* JOB: Reproduce verbatim the material from the line containing "Where can the palm trunk" up to and including the line containing "point(706, 696)", and output nothing else.

Data lines:

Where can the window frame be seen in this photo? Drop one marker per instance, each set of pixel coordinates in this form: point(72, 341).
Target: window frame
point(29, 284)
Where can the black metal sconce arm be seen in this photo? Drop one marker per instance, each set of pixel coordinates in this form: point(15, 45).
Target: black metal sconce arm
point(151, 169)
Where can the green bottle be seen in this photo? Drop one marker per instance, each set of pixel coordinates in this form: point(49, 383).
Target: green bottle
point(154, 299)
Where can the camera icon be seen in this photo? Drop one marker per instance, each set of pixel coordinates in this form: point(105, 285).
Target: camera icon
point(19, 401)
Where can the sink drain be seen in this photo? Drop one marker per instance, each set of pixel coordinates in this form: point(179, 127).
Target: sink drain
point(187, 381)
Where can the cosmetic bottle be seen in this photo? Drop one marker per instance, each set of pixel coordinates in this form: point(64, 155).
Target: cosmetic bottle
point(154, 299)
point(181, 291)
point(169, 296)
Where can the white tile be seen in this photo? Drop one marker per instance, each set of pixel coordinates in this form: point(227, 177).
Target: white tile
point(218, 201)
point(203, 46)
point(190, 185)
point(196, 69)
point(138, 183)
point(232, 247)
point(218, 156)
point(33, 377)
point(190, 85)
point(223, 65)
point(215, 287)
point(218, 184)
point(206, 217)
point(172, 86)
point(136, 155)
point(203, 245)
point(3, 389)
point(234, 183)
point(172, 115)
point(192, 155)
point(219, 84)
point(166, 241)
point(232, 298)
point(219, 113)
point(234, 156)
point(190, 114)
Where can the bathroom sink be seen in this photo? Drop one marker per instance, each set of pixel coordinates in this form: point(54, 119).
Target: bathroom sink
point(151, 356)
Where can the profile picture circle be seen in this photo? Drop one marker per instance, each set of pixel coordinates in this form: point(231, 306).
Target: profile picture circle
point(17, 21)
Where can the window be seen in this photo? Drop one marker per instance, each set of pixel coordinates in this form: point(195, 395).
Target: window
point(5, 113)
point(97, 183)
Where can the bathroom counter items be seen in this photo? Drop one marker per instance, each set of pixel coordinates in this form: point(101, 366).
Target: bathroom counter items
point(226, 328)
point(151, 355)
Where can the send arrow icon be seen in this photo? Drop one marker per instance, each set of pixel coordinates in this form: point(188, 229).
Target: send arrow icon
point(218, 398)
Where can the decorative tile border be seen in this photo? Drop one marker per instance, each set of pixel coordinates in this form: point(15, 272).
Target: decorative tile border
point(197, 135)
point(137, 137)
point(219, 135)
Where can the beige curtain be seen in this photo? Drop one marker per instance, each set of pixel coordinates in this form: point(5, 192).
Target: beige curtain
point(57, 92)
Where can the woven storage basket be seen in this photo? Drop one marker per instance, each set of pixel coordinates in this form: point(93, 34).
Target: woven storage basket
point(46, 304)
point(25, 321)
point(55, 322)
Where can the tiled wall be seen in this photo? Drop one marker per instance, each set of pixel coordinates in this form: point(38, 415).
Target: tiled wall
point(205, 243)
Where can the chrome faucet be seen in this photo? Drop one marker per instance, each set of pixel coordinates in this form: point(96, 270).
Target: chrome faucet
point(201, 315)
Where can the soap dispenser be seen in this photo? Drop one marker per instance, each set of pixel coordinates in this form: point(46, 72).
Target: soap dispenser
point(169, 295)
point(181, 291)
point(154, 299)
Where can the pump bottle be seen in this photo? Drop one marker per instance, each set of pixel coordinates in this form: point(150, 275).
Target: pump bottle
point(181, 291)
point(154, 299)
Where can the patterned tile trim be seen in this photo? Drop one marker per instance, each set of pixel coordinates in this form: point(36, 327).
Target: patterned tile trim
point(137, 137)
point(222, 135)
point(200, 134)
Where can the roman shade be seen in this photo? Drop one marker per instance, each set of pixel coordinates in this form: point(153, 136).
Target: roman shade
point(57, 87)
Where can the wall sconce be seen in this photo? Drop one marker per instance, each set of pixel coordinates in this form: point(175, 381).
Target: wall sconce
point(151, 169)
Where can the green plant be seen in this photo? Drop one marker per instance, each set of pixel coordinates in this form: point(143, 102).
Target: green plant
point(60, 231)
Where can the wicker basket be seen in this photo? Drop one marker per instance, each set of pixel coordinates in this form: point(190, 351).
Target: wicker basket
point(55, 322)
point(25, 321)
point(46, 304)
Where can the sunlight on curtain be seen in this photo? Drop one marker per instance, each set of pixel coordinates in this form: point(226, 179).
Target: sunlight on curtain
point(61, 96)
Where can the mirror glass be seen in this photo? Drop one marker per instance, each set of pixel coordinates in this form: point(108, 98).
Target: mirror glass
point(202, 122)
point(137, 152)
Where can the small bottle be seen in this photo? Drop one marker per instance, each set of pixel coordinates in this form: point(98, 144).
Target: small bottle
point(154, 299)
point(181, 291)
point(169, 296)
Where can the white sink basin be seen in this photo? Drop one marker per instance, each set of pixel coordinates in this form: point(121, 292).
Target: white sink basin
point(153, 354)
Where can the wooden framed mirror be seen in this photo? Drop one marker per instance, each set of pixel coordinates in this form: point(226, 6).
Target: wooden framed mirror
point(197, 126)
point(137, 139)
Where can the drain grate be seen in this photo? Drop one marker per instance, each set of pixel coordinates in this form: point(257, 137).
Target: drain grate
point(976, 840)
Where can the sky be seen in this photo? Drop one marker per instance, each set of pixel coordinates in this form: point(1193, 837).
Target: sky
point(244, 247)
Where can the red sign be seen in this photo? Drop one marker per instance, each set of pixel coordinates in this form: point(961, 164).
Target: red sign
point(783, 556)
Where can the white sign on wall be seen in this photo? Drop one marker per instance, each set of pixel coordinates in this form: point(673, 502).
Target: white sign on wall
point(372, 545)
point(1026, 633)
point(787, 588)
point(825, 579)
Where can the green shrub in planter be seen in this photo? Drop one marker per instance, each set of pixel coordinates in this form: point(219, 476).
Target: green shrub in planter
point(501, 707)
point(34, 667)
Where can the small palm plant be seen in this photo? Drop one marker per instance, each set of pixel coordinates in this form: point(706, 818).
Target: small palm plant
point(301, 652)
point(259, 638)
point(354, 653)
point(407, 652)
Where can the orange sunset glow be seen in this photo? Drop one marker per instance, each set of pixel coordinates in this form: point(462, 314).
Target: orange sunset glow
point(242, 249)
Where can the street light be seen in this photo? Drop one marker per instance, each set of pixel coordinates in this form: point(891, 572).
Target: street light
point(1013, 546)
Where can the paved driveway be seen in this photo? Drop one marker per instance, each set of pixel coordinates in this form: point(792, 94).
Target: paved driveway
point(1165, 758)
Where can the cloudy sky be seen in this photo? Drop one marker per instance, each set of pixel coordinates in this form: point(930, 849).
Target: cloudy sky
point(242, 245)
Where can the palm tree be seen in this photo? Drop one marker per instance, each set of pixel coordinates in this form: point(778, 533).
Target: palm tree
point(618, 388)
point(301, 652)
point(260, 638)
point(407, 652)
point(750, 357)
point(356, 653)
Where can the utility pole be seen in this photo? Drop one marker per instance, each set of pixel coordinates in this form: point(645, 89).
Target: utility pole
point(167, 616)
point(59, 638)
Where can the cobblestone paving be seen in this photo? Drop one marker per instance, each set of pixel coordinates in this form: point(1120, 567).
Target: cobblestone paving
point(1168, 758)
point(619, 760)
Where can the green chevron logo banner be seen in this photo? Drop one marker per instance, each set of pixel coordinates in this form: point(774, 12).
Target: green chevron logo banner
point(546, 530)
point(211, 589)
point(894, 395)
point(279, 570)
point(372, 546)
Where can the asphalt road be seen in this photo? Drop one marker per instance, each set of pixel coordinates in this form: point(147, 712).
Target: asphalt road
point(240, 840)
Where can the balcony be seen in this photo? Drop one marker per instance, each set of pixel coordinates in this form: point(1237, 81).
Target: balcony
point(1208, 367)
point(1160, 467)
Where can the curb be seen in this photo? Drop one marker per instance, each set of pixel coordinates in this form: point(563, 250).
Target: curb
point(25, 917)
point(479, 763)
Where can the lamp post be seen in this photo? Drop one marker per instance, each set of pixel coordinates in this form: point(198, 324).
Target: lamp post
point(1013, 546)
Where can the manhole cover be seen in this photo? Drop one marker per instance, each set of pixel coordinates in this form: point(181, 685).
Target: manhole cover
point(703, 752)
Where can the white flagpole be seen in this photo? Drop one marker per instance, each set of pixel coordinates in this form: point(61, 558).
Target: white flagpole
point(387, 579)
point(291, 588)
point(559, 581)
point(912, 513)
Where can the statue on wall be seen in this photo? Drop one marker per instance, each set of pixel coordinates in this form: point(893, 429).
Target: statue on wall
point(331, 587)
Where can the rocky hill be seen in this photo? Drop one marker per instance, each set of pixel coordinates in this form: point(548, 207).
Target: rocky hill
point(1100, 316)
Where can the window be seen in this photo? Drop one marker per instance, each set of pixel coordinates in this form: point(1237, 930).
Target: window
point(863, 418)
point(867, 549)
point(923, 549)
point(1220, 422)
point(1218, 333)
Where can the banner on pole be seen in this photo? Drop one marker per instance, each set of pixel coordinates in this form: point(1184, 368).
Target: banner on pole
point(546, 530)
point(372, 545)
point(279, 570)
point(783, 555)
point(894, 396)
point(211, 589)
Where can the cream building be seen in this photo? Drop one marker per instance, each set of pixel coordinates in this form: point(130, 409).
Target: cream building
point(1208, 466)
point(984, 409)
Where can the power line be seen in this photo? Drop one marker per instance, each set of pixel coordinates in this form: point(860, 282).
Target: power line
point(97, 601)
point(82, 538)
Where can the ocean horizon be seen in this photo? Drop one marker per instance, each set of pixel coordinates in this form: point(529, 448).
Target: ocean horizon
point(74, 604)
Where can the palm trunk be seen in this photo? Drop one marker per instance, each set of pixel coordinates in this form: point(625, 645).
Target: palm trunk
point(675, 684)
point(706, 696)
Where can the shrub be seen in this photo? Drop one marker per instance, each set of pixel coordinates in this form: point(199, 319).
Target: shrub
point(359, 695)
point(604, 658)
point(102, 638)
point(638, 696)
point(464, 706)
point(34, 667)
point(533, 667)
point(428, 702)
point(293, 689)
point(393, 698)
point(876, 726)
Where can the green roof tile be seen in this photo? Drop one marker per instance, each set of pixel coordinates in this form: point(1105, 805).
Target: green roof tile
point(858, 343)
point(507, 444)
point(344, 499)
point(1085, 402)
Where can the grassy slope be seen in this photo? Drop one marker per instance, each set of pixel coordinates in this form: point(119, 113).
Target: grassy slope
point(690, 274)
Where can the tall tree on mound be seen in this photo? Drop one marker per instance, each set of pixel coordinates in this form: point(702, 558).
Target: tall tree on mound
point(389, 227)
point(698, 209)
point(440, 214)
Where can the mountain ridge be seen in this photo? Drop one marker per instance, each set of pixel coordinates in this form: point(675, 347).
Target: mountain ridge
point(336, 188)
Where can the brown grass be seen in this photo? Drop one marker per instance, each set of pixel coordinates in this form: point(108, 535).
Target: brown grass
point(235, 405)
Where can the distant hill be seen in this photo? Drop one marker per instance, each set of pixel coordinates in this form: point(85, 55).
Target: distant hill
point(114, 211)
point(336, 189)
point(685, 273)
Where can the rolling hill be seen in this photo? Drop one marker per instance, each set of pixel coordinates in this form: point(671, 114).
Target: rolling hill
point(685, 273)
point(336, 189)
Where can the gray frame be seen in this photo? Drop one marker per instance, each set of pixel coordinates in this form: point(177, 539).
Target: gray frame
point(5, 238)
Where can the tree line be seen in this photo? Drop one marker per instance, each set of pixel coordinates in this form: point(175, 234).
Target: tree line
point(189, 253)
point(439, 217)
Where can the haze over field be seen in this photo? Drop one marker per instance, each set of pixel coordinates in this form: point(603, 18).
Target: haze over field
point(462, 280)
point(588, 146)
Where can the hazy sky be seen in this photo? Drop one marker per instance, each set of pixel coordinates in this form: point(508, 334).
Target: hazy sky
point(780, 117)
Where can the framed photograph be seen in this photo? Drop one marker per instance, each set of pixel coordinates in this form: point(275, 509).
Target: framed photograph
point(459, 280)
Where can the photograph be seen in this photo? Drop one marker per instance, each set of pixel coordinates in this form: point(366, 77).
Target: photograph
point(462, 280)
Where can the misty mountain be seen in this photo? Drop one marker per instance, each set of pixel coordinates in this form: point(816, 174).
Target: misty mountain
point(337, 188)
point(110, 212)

* RESULT OF THIS EXERCISE:
Where can the palm trunk be seen in this photo? Drop one marker per instance, each set of pixel coordinates in this form: point(625, 645).
Target: palm trunk
point(675, 684)
point(706, 696)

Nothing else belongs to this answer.